- _THINGS TO DO_:
1. From the article on ISIS in Syria and Afghanistan, extract the passage from "Finally, in regard" to "in northern Afghanistan.".
2. According to the article on ISIS in Syria and Afghanistan, how many fighters surrendered with the two senior ISIS commanders to the Afghan National Army?
3. According to the article on ISIS in Syria and Afghanistan, why were guards posted around the guesthouse in Sheberghan?

- _DOCUMENT SEGMENT_:
┌────────

In regard to Syria, meanwhile, Russia’s Defense Ministry last Thursday issued a statement warning that ISIS has increasingly concentrated its forces in the area around al-Tanaf, near the Syrian-Iraqi border, where the US military maintains a military base and has unilaterally declared a 34-mile exclusion zone around it. US troops there have provided training to so-called “rebels” opposing the government of President Bashar al-Assad and appear to be providing a security screen for ISIS.
Launched on the pretext of carrying out the “annihilation” of ISIS in Iraq and Syria, the illegal US military intervention in Syria has repeatedly seen the US and its local proxies facilitate the flight of ISIS from besieged cities. The most notorious incident was in Raqqa, where a column of vehicles carried 4,000 ISIS fighters and family members, along with their weapons, ammunition and explosives, into the eastern Syrian desert.
The goal was to turn these fighters against government troops and aid in the US operation to deprive Damascus of control over Syria’s oil and gas fields, which are vital for the reconstruction of the war-ravaged country. The US aims in Syria are bound up with wider preparations for war not only against Iran, but against Russia as well.
Finally, in regard to Afghanistan, where the US has waged war for nearly 17 years, the New York Times published an article Sunday titled “Are ISIS Fighters Prisoners or Honored Guests of the Afghan Government?”
The article reported how two senior commanders of ISIS, along with 250 of their fighters, had surrendered to the US-backed Afghan National Army to avoid being routed by the Taliban in northern Afghanistan.
“If they were prisoners, however, it was hard to tell,” the Times reported. “The government arranged for them to stay in a guesthouse in the provincial capital of Sheberghan. Guards were posted around it not to keep the insurgents in, but to keep their potential enemies out, according to the provincial governor. Although the fighters were disarmed, they were allowed to keep their cell phones and other personal possessions.”
The Times added that “The dubious nature of the Islamic State surrender has proved a propaganda bonanza for the Taliban.”
The newspaper does not provide any details on the nature of this “propaganda,” but it does report that the ISIS fighters “were ferried from the battlefield in Afghan Army helicopters, avoiding a potentially dangerous journey on the roads.”
The obvious conclusion from this account is that ISIS has functioned as a US asset in Afghanistan, attacking the Taliban and carrying out atrocities aimed at precluding any negotiated resolution of the conflict that does not serve US geo-strategic interests in the region.

└────────

- _INFORMATION SHOWN_:
┌────────

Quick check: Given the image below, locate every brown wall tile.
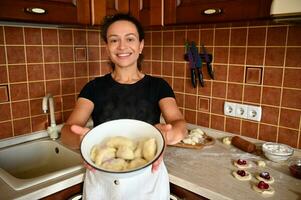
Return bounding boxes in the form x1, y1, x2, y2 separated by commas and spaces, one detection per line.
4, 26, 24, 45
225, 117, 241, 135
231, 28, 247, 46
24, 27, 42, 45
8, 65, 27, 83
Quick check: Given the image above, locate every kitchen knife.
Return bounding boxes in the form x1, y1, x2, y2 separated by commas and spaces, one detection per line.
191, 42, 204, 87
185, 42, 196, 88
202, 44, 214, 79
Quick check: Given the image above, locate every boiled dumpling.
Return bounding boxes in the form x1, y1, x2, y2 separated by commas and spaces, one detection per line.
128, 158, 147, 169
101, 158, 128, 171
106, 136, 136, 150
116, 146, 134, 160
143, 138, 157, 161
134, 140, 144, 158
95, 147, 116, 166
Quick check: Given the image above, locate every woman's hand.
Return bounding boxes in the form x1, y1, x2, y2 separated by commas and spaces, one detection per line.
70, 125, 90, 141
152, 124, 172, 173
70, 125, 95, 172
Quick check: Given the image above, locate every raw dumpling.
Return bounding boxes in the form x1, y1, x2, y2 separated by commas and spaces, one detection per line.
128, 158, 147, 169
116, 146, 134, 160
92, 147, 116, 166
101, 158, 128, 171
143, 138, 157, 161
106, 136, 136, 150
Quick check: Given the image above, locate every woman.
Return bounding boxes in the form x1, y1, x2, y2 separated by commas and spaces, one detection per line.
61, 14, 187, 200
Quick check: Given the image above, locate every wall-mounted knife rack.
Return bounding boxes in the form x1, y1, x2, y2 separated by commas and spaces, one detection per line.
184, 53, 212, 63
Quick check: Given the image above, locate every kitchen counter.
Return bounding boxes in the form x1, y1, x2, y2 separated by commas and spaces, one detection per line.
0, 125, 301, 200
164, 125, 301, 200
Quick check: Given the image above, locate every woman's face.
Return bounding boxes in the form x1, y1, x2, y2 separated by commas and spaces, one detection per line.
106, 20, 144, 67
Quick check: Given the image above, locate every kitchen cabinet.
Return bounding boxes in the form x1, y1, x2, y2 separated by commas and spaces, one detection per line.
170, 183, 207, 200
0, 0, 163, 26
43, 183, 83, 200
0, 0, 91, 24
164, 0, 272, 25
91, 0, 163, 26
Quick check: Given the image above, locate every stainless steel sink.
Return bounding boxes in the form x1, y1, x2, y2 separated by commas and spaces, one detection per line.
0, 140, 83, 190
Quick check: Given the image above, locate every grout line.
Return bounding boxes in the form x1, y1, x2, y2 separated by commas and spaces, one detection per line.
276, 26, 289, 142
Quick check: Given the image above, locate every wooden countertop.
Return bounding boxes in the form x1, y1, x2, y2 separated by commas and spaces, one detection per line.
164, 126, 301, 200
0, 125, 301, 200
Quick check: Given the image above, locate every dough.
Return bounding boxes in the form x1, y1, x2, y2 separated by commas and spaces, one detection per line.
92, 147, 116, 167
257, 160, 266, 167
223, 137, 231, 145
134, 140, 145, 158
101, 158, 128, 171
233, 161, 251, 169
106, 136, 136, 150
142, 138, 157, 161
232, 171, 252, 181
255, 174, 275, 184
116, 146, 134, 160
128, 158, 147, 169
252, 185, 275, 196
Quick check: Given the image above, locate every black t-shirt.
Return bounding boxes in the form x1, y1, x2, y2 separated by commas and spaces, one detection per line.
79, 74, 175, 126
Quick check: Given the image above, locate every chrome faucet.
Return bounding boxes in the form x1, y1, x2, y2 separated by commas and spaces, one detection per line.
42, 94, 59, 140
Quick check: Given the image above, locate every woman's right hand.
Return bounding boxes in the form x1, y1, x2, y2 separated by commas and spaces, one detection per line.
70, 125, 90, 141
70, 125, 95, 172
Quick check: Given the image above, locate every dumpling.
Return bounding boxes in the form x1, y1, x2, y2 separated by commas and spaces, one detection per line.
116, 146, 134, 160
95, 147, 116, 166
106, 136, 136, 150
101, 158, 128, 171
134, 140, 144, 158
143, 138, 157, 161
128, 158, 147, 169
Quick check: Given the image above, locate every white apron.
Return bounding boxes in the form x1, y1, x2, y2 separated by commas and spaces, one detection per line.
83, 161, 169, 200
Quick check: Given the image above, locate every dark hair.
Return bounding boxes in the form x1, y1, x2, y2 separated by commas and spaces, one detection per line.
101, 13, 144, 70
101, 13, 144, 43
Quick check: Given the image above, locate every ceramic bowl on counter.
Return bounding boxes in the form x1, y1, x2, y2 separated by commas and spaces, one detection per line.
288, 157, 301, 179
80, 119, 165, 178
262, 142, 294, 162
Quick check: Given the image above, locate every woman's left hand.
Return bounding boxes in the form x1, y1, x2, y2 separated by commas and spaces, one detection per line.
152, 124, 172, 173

└────────
┌────────

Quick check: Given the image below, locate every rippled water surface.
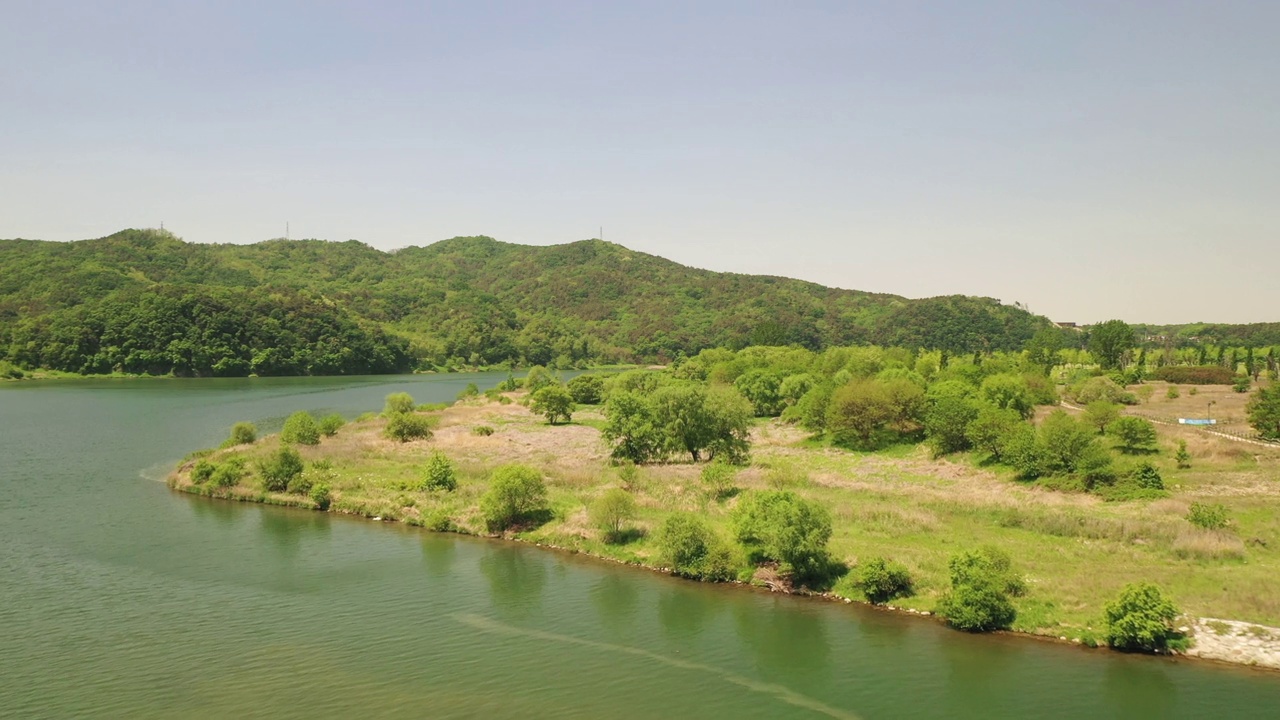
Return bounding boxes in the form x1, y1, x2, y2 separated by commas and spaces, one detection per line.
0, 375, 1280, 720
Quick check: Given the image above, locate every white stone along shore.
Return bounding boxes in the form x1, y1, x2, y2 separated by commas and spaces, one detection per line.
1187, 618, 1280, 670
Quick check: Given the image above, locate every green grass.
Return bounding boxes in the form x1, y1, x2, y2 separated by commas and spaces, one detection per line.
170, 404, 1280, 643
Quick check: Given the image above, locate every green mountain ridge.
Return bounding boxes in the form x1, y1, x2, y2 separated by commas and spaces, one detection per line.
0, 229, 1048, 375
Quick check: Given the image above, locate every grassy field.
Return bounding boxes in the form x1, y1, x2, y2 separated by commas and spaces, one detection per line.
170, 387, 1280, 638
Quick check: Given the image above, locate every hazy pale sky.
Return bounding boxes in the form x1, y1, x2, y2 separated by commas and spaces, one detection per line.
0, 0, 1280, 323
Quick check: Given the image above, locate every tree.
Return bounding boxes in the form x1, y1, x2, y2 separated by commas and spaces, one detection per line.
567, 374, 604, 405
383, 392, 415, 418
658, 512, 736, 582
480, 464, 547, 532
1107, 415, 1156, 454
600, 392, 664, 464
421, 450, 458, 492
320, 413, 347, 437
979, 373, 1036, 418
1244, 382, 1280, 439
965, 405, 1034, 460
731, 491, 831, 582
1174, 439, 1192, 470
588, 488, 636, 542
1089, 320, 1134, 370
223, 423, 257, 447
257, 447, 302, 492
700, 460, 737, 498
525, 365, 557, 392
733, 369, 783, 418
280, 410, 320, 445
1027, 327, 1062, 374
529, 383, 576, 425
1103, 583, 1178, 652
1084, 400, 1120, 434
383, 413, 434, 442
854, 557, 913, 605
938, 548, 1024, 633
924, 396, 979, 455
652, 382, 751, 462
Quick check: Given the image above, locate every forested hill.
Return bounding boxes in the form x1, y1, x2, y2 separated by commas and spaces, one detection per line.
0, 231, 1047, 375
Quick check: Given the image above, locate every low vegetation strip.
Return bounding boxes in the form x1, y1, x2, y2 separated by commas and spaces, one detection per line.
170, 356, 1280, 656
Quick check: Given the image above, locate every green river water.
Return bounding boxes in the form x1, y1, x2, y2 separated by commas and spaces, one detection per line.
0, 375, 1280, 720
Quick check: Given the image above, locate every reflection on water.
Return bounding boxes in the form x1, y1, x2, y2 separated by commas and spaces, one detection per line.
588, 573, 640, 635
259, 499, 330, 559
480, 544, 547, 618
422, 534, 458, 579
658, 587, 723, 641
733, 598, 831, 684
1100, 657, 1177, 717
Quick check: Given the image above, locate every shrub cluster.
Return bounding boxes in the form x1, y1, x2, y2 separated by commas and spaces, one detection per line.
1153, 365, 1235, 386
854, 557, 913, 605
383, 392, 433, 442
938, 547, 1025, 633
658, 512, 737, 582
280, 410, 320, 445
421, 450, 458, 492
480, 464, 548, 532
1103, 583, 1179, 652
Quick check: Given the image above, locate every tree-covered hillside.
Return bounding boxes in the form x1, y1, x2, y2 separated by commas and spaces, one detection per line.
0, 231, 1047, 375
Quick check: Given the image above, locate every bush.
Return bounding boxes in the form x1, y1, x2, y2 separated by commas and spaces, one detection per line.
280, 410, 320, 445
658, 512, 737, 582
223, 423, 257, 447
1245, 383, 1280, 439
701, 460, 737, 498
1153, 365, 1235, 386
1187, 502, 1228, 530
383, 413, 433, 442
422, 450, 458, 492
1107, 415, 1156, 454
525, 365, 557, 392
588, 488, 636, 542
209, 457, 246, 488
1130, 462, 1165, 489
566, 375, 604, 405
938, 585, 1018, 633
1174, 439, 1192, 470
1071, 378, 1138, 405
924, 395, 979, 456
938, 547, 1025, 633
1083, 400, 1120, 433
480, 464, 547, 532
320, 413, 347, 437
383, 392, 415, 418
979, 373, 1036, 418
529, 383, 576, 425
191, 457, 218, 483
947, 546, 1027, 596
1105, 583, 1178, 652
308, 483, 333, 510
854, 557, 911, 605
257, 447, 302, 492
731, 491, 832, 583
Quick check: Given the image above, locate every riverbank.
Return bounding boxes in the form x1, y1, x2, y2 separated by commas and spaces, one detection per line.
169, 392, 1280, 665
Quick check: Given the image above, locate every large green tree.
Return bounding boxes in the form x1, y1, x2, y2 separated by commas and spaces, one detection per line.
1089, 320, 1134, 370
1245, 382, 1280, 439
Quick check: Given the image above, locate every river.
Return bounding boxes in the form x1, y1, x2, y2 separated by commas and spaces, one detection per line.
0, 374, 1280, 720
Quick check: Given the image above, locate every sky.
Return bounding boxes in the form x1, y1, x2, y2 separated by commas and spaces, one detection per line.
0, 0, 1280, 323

└────────

- _ANSWERS TO EACH TASK_:
1.
Finally, in regard to Afghanistan, where the US has waged war for nearly 17 years, the New York Times published an article Sunday titled “Are ISIS Fighters Prisoners or Honored Guests of the Afghan Government?”
The article reported how two senior commanders of ISIS, along with 250 of their fighters, had surrendered to the US-backed Afghan National Army to avoid being routed by the Taliban in northern Afghanistan.

2. 250 fighters.

3. According to the provincial governor, the guards were posted to keep the insurgents' potential enemies out. They were not there to keep the insurgents in.